■ Görev a ■
Aşağıdaki kayıtlarda "Where can you see the sky" geçen satırdan kayıtların sonuna kadar, baştaki ve sondaki satır da dahil, her şeyi olduğu gibi yaz.

■ Seçilen Metin ■
※
Mobbing ile Mücadele Derneği Erzurum Temsilci Başkanı Jale Hülya Alcan, kadınların sürekli şiddete maruz kaldığını belirterek Türkiye’den her 5 kadından 1’i boşanmak veya ayrılmak istediği için öldürüldüğünü söyledi.
8 Mart Dünya Kadınlar Günü’nde kadınlar için çeşitli etkinliklerin düzenlendiğini fakat dünyanın birçok ülkesinde ve Türkiye'de kadınlar değişik biçimlerde şiddete uğradığının altını çizen Mobbing ile Mücadele Derneği Erzurum Temsilci Başkanı Jale Hülya Alcan, ”Kadınların eğitimden yoksun bırakılarak eve mahkûm edildiği, ekonomik faaliyetinin yasal ve geleneksel birçok engelle kısıtlandığı, çalışma yaşamında bin bir haksızlık ve ayrımcılıkla karşılaştığı, kendi kaderine terk edilen, toplumun en korumasız ve en zayıf halkası; biz kadınlarız! Şiddet yaşı, etnik kökeni, dini, kültürü, eğitim düzeyi, yaşadığı toplum ya da ekonomik ve sosyal statüsü ne olursa olsun her kesimden kadının maruz kaldığı evrensel bir olgu. Kadına yönelik şiddet, cinsiyete dayanan, kadını inciten, ona zarar veren, fiziksel, cinsel ve psikolojik hasarla sonuçlanan, toplum içerisinde ya da özel yaşamında ona baskı uygulanması ve özgürlüklerinin keyfi olarak kısıtlanmasına neden olan her türlü davranıştır. Mobbing ve şiddet kadın sağlığını olumsuz yönde etkilemektedir. Şiddet gören kadınların fiziksel ve ruhsal sorunları diğer kadınlara göre çok daha fazladır ve bu kadınlardan her üçünden biri intihar girişiminde bulunmaktadır. Ruhsal, fiziksel, cinsel şiddet ve işyeri tacizi yalnızca bedenlere zarar vermiyor, kadınların öz saygısını, ihlale direnme ve hak arama arzusunu zayıflatıyor veya yok ediyor. Ne yazık ki şiddete uğrayan kadınların bunu hak edip etmediği tartışılıyor; kurbanlar suçlanıyor, suçlular "mağdur" ilan ediliyor. Kadına yönelik şiddet geleneksel önyargılar, cinsiyet ayrımcı politikalar ve zorba aktörler eliyle meşrulaştırılıyor.” Dedi.
※
■ Verilen Kayıtlar ■

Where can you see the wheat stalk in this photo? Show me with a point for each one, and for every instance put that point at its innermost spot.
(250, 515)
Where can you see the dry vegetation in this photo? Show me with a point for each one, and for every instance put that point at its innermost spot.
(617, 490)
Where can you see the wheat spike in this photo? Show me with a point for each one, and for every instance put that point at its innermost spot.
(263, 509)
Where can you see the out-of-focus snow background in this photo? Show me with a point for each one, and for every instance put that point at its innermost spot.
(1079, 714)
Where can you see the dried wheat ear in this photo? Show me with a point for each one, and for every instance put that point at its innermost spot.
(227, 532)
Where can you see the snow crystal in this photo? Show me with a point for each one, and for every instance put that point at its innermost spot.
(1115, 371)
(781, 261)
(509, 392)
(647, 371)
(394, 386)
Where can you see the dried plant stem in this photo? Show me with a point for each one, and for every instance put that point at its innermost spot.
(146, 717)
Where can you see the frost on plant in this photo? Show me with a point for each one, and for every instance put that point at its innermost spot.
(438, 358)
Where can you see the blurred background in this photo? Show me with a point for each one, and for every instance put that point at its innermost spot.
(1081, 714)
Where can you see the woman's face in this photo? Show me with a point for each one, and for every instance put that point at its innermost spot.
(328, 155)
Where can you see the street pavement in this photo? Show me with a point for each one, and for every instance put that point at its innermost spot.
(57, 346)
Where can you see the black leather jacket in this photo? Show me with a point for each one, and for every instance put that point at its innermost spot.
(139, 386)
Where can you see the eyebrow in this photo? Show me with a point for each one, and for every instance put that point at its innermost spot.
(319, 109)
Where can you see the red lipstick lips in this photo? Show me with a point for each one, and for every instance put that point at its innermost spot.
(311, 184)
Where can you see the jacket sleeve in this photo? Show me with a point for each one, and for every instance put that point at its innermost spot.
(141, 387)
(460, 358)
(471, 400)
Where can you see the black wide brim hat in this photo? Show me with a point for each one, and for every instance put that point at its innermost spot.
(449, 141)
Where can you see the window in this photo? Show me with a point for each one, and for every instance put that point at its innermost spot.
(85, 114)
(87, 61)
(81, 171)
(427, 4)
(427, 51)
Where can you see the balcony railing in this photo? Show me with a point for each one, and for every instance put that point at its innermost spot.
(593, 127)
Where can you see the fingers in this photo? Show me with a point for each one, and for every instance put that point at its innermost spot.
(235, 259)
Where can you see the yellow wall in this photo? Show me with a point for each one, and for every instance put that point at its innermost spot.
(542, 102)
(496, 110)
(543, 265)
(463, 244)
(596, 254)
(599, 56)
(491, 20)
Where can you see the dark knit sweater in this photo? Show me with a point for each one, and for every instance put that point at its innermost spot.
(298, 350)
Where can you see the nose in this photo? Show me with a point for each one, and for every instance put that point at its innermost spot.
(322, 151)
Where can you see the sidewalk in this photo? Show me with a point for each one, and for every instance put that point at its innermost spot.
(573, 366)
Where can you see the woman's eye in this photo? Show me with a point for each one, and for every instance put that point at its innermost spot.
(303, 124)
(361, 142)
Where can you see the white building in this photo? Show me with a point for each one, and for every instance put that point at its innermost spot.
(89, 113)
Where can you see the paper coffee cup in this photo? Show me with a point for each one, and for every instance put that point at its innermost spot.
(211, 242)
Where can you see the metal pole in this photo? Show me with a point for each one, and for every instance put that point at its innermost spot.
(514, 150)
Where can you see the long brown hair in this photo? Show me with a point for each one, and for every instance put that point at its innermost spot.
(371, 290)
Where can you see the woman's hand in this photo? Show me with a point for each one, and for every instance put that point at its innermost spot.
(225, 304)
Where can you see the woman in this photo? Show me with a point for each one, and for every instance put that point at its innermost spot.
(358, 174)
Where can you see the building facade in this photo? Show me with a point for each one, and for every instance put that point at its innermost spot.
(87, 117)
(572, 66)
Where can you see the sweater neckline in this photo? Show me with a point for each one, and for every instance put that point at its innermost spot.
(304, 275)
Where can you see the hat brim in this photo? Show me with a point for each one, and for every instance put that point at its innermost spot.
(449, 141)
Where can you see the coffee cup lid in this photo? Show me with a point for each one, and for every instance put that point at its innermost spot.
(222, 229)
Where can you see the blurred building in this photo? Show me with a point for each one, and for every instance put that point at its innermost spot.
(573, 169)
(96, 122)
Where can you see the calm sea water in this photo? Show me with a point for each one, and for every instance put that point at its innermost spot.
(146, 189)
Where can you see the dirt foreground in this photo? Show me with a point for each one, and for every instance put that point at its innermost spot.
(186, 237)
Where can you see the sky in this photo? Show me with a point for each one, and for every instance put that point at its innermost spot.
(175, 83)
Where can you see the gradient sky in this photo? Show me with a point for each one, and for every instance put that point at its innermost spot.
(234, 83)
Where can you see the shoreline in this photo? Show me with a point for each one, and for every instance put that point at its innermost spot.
※
■ Görev b ■
Kadına yönelik şiddetle ilgili seçilen metne göre, şiddet gören kadınların kaçta biri intihar girişiminde bulunuyor?

■ Yanıt a ■
Where can you see the sky in this photo? Show me with a point for each one, and for every instance put that point at its innermost spot.
(175, 83)
Where can you see the gradient sky in this photo? Show me with a point for each one, and for every instance put that point at its innermost spot.
(234, 83)
Where can you see the shoreline in this photo? Show me with a point for each one, and for every instance put that point at its innermost spot.

■ Yanıt b ■
Her üç kadından biri.